(EXCERPT PROVIDED):
*-*-*

# The Empire, my conversion



## dadadda (May 19, 2010)

This is my Karl Franz. More photos  here:










the Arch-lector of Sigmar. More photos  here:










What do you think?


----------



## asianavatar (Aug 20, 2007)

Looks pretty awesome so far. Not a big fan of the poufy feather cap on Karl.


----------



## HorusReborn (Nov 19, 2008)

looks good man, though the hat on Karl doesn't seem to fit his head?


----------



## dadadda (May 19, 2010)

I see. Karl Franz is not my best conversion...

My War Altar of Sigmar, conversion in progress. More photos  here:










Sigmar statue. More photos here:










The Grand Theogonist Volkmar. More photos  here:


----------



## Yilmar (Sep 12, 2009)

Though I'm not a fan of that grand theogonist model you chose, I do believe that your warshrine is the best I have seen yet! The Sanguinor model and flaggelants really complement the idea of an holy carriage of war. Could you possibly spill some info on what bits you used for it?

*-*-*

(ENTRIES SUPPLIED):
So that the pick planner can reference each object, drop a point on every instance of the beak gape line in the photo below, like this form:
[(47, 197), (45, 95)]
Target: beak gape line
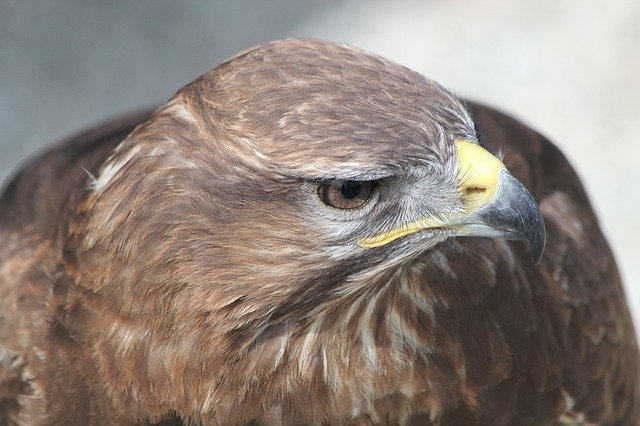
[(497, 206)]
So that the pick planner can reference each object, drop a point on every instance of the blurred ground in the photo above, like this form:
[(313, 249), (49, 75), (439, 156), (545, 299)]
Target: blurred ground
[(569, 68)]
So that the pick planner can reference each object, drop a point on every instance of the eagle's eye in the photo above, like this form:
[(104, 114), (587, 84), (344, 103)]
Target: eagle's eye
[(346, 194)]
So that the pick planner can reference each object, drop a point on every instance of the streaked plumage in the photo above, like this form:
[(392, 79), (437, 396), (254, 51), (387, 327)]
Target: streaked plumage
[(181, 267)]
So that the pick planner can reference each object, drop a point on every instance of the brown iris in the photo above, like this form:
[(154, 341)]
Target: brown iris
[(345, 194)]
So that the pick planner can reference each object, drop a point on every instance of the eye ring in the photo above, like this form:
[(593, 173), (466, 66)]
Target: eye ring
[(346, 194)]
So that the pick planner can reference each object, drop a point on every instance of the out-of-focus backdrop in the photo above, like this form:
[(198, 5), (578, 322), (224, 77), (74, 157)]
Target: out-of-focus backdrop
[(569, 68)]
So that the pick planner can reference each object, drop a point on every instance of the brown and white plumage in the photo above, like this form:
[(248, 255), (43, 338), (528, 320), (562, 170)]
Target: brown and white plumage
[(185, 270)]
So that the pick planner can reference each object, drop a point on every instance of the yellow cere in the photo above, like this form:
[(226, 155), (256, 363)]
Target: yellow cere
[(478, 173), (478, 177)]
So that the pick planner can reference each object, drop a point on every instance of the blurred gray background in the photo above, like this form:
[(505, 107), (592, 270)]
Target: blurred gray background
[(569, 68)]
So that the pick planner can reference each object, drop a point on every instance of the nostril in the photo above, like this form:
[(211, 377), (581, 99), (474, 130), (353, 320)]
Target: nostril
[(475, 190)]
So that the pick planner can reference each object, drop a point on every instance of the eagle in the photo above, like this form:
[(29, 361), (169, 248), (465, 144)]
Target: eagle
[(310, 234)]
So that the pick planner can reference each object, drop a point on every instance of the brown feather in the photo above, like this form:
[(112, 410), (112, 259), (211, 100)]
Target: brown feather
[(171, 268)]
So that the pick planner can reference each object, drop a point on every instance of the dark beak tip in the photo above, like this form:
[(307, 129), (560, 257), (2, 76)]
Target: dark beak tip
[(536, 237)]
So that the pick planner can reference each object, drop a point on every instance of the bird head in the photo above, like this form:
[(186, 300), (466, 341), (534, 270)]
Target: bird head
[(296, 176)]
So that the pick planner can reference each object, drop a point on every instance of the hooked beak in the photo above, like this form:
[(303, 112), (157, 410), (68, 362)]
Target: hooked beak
[(497, 205)]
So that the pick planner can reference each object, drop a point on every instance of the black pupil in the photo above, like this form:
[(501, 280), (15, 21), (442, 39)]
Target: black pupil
[(351, 189)]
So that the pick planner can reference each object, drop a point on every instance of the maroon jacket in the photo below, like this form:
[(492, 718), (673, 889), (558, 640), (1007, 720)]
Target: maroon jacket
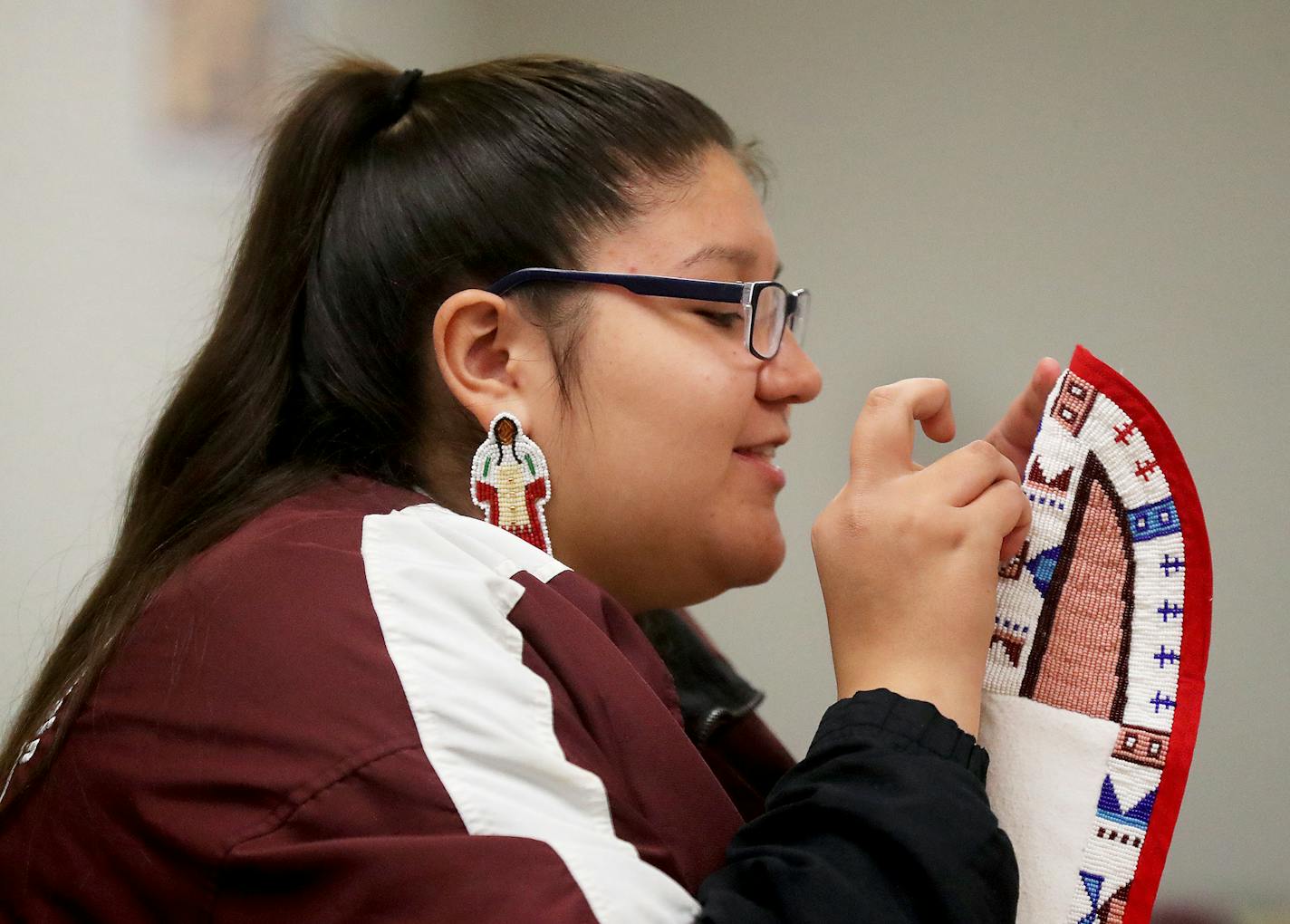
[(361, 706)]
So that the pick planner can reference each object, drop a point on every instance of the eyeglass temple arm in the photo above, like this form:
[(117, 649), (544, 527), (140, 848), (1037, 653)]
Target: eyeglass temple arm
[(669, 286)]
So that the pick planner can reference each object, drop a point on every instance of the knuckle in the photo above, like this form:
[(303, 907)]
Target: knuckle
[(882, 395), (983, 449)]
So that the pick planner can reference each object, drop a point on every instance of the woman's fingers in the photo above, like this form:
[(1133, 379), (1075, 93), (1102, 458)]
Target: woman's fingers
[(1014, 434), (882, 439), (1004, 507), (965, 474)]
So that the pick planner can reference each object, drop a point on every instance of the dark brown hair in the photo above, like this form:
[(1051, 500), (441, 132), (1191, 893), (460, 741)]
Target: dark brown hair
[(369, 210)]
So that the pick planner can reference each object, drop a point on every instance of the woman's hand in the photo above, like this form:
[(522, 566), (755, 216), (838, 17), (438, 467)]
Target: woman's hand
[(1014, 434), (909, 556)]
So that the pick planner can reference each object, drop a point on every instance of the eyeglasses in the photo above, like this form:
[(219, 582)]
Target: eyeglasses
[(767, 307)]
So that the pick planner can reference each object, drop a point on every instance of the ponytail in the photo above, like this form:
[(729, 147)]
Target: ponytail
[(378, 195)]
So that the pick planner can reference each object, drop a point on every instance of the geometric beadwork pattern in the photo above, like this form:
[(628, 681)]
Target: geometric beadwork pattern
[(511, 483), (1113, 621)]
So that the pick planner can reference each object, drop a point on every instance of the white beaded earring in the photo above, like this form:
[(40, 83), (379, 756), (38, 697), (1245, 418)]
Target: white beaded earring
[(510, 482)]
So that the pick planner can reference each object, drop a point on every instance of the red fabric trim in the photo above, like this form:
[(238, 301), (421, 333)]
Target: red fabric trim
[(1198, 605)]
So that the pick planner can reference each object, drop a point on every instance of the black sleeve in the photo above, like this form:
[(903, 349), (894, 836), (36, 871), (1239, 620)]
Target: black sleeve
[(885, 820)]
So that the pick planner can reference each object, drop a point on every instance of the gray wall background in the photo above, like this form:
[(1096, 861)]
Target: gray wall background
[(964, 188)]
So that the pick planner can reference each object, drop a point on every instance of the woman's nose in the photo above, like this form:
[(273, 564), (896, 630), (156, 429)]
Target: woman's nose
[(791, 376)]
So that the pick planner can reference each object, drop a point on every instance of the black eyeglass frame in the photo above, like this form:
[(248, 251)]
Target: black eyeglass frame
[(745, 294)]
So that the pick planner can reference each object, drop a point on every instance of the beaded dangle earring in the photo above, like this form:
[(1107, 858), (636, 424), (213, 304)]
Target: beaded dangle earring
[(510, 482)]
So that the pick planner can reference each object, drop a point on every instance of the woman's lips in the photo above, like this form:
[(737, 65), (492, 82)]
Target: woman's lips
[(763, 461)]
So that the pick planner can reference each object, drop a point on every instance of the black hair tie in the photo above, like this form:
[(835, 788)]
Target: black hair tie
[(401, 94)]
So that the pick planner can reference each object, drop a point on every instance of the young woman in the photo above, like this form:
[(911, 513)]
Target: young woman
[(341, 666)]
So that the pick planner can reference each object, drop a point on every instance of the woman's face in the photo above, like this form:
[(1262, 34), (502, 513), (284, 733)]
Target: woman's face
[(657, 491)]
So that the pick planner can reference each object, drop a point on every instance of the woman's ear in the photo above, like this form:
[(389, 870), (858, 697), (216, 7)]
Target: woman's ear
[(486, 351)]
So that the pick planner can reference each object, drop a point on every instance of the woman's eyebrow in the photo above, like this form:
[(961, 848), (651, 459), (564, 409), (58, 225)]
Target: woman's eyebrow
[(736, 255)]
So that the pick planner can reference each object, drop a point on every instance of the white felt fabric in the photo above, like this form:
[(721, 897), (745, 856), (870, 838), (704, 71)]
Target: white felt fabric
[(1046, 768)]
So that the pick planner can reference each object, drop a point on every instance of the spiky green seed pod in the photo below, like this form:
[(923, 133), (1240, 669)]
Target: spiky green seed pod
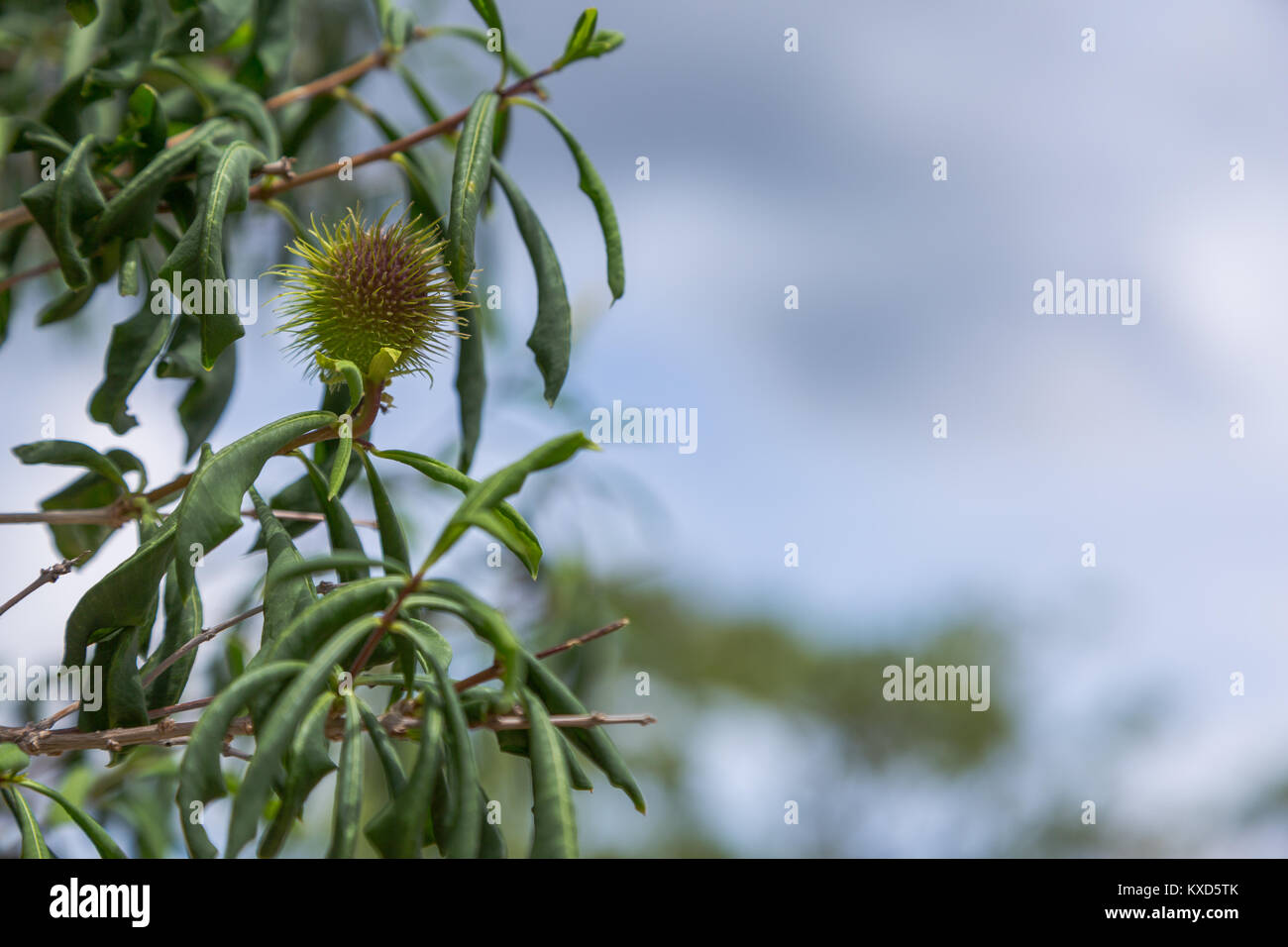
[(364, 287)]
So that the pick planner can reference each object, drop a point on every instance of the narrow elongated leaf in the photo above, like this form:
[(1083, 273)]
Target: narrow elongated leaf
[(348, 785), (592, 741), (223, 187), (69, 454), (394, 776), (471, 175), (393, 541), (485, 622), (204, 402), (33, 839), (593, 188), (552, 334), (554, 821), (343, 561), (471, 384), (515, 742), (181, 624), (63, 206), (299, 495), (307, 761), (84, 12), (132, 210), (308, 630), (124, 596), (98, 836), (284, 596), (465, 835), (275, 733), (210, 509), (583, 31), (483, 500), (340, 466), (124, 702), (398, 830), (200, 776), (12, 759), (503, 521), (134, 346), (344, 536)]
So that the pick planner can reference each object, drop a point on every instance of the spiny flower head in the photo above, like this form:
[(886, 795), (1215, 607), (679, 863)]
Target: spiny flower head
[(364, 287)]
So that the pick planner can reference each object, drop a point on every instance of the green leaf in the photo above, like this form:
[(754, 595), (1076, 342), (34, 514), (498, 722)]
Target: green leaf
[(207, 395), (503, 522), (336, 368), (583, 31), (340, 561), (471, 176), (348, 785), (95, 832), (299, 495), (63, 206), (307, 761), (283, 596), (482, 502), (420, 193), (33, 840), (515, 742), (181, 624), (395, 24), (64, 305), (554, 821), (223, 187), (398, 830), (12, 759), (200, 775), (125, 596), (552, 335), (132, 210), (230, 98), (134, 346), (84, 12), (344, 536), (464, 838), (124, 702), (385, 751), (75, 540), (69, 454), (471, 384), (603, 42), (485, 622), (393, 541), (281, 723), (210, 509), (309, 628), (593, 188), (591, 741), (147, 119), (340, 466), (480, 39)]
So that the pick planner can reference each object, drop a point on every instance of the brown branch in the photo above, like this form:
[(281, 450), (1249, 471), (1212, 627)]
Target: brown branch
[(197, 641), (494, 671), (166, 732), (48, 577)]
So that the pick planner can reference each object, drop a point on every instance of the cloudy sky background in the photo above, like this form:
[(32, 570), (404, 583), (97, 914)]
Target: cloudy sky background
[(814, 427)]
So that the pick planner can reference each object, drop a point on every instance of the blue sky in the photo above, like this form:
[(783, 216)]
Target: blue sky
[(814, 169)]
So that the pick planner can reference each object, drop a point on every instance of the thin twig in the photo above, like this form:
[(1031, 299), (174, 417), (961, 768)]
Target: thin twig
[(197, 641), (494, 671), (51, 742), (48, 577)]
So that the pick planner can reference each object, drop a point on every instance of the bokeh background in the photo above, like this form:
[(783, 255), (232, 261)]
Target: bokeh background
[(812, 169)]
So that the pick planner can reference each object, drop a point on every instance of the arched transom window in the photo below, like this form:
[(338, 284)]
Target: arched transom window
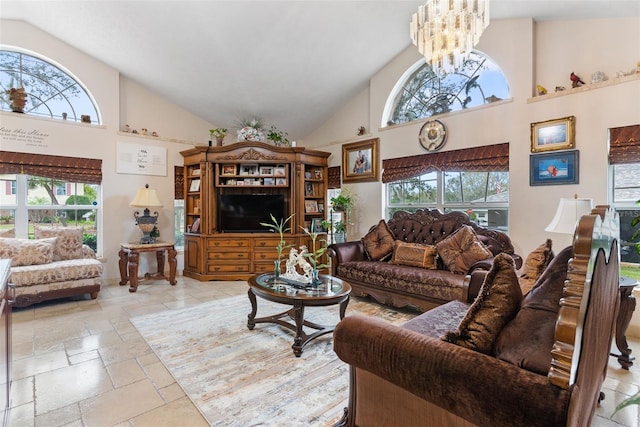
[(51, 92), (424, 93)]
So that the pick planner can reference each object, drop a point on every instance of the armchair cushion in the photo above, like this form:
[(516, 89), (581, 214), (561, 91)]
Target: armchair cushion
[(378, 242), (534, 265), (68, 244), (27, 252), (497, 303), (414, 255), (461, 249)]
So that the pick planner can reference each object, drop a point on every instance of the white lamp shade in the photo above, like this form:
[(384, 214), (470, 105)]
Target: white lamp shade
[(568, 213), (146, 197)]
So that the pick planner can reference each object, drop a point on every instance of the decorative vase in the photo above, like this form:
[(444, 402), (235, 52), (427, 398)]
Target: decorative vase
[(276, 269)]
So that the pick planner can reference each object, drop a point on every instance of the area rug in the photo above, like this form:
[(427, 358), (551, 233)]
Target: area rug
[(238, 377)]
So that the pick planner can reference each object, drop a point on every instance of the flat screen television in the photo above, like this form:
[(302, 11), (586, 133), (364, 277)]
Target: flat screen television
[(243, 213)]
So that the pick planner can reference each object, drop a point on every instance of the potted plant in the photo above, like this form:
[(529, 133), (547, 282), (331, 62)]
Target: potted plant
[(339, 232), (218, 134), (277, 136)]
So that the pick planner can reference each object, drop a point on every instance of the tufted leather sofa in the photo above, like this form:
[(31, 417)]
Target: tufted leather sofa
[(407, 286)]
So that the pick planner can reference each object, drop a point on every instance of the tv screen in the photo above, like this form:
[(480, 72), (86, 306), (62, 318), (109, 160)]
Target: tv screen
[(243, 213)]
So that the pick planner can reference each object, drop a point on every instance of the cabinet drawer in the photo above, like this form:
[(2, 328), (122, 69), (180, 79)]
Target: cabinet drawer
[(228, 243), (229, 256), (227, 268)]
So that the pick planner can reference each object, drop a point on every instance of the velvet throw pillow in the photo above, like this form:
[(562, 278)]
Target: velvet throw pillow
[(534, 265), (462, 249), (414, 255), (378, 242), (497, 303)]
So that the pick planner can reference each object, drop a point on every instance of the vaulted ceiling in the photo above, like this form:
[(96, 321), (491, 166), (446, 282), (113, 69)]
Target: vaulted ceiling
[(291, 63)]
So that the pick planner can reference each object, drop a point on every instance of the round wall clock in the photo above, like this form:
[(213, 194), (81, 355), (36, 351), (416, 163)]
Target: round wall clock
[(433, 135)]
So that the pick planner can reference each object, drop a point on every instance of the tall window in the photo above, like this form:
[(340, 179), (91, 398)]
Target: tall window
[(51, 91), (484, 196), (421, 93)]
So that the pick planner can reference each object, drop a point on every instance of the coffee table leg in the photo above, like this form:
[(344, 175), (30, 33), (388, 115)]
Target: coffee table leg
[(254, 309), (298, 317)]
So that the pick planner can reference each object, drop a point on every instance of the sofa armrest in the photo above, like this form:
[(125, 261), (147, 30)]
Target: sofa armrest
[(467, 383), (344, 252), (88, 253)]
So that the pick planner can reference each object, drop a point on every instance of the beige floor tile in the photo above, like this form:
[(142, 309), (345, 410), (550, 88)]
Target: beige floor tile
[(62, 387), (177, 413), (130, 401)]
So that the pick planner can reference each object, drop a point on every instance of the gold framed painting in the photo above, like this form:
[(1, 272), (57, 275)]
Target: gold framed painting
[(558, 134), (360, 161)]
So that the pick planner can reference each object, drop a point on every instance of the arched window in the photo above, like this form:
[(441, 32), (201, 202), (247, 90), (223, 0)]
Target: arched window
[(422, 93), (51, 92)]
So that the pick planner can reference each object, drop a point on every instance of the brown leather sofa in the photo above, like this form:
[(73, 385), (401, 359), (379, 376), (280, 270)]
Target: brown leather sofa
[(410, 286), (546, 366)]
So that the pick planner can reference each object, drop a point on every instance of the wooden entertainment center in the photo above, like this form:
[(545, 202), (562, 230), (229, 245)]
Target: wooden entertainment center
[(292, 179)]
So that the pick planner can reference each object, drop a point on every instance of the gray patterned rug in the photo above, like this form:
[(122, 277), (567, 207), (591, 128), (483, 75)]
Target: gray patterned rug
[(238, 377)]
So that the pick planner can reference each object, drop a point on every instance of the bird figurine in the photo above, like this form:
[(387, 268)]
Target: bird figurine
[(575, 80)]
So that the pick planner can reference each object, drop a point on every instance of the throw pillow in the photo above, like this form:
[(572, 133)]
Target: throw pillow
[(534, 265), (27, 252), (68, 244), (414, 254), (497, 303), (461, 250), (378, 242)]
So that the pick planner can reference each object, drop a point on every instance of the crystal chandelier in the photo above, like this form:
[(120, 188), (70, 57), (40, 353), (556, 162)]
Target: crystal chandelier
[(445, 31)]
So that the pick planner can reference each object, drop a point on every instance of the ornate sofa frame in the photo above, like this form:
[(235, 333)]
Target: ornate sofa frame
[(400, 377)]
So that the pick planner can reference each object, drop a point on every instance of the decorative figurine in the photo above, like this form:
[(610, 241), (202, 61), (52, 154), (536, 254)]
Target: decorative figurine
[(575, 80)]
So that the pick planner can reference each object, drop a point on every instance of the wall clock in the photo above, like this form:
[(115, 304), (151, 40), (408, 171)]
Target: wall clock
[(433, 135)]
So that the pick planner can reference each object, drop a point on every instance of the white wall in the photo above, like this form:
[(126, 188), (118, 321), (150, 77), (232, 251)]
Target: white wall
[(120, 101), (523, 49)]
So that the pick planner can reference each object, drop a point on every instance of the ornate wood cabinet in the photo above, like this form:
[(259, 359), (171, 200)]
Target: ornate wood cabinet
[(253, 169)]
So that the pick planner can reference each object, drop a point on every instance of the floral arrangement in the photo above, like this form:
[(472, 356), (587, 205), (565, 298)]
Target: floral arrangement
[(251, 131)]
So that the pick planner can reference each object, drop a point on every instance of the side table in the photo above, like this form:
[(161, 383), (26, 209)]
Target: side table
[(130, 254), (627, 307)]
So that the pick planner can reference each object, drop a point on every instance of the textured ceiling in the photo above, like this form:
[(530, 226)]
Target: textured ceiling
[(291, 63)]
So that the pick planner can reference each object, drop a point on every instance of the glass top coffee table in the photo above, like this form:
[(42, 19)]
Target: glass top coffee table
[(330, 291)]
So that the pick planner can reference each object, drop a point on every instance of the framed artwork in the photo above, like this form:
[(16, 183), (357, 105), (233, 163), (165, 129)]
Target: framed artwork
[(228, 169), (551, 135), (554, 168), (266, 170), (360, 161), (310, 206)]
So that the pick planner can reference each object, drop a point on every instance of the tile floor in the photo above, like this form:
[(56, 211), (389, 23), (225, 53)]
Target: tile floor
[(82, 363)]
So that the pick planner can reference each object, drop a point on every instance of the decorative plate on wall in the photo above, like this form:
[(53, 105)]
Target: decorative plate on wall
[(433, 135)]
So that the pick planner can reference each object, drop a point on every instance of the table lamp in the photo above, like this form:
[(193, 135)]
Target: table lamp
[(145, 198), (568, 213)]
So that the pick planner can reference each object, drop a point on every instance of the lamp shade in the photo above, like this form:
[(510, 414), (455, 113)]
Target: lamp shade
[(146, 197), (568, 213)]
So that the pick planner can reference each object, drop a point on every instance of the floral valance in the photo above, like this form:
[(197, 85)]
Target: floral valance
[(624, 144), (73, 169), (486, 158)]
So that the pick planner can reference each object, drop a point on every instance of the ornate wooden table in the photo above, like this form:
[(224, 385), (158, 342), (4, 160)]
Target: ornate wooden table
[(330, 292), (130, 254)]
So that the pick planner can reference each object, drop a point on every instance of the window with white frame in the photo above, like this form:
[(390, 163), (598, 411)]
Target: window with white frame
[(484, 196)]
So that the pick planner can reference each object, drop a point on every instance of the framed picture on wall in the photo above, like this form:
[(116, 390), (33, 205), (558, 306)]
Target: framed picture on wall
[(551, 135), (554, 168), (360, 161)]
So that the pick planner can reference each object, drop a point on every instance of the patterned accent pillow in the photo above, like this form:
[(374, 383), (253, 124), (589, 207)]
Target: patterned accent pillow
[(462, 249), (415, 255), (378, 242), (498, 302), (69, 243), (534, 265), (27, 252)]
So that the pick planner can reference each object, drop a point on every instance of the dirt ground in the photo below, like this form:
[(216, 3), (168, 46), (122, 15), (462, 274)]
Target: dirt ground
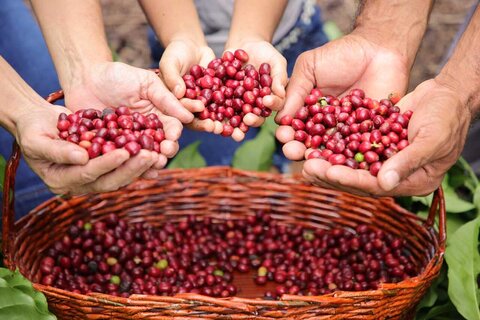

*-*-*

(WORK TO BE COMPLETED):
Continue the forum thread above about the Empire miniature conversions from the point where it stops.

(RESULT):
I also have a tip for your arch lector model. His torso really is a bit smallish in comparison with his legs. If you were to lengthen his torso just a bit he would look more evened out.

All things taken into account you really did a marvelous job so keep it going!
Here's some rep to keep you motivated.

:victory:


----------



## dadadda (May 19, 2010)

@ Yilmar. Sorry for delay. Finally I finished my War Altar of Sigmar. Other photos here.

The idea is a chapel of Sigmar dragged into battle by flagellating fanatics.
The chapel is pot of color, old ones with the white cap. Most of the pieces come from Warhammer chapel sprue.
The people on earth, the clergy leading the people, Sigmar in heaven who radiates his glory.

In addition to Wolkmar I added a priest who blesses and a scribe who writes down all the words of the Great Theogonist.










I completed the back like the canopy of a cathedral. The banner is a statue depicting the death. I also added the hanging scrolls (taken from the horns of the Knights Templar) where it will be transcribed into painting some passage from the Book of Sigmar.










To make it a bit strangest I added "wings" with gears (from Empire Steam Tank). The idea was that all the statues were actually moving. As the cart moves trumpets ringing, angels flap their wings, statues move their arms etc..










What do you think?


----------



## Master WootWoot (Oct 17, 2010)

I like it very much.


----------



## Midge913 (Oct 21, 2010)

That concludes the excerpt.